Show every line of the records below that contains the word "rough". Letter case counts.

==== RECORDED INFORMATION ====

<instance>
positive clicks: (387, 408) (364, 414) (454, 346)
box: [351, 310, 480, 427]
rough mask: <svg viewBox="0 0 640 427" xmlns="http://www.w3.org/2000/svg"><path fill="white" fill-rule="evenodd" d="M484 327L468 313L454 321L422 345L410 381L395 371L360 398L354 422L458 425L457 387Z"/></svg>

====
==== RECORDED INFORMATION ====

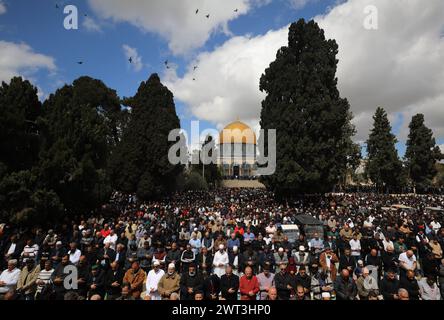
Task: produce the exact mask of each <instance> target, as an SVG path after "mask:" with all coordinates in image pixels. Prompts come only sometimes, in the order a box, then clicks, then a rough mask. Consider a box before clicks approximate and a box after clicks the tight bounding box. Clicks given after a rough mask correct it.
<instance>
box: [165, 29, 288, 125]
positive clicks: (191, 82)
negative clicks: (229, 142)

====

== RESULT OF THE TASK ==
rough mask: <svg viewBox="0 0 640 427" xmlns="http://www.w3.org/2000/svg"><path fill="white" fill-rule="evenodd" d="M484 327L468 313L454 321L422 345L410 381L395 371L360 398L354 422L458 425L457 387Z"/></svg>
Task: produce the exact mask of each <instance> target, as an SVG path after "mask:" with all coordinates in image pixels. Prompts come only sometimes, in the order a box, then clicks, then a rough mask. Consider a box before clicks approximate and a box after clicks the tight bounding box. Clicks given after a rough mask correct it.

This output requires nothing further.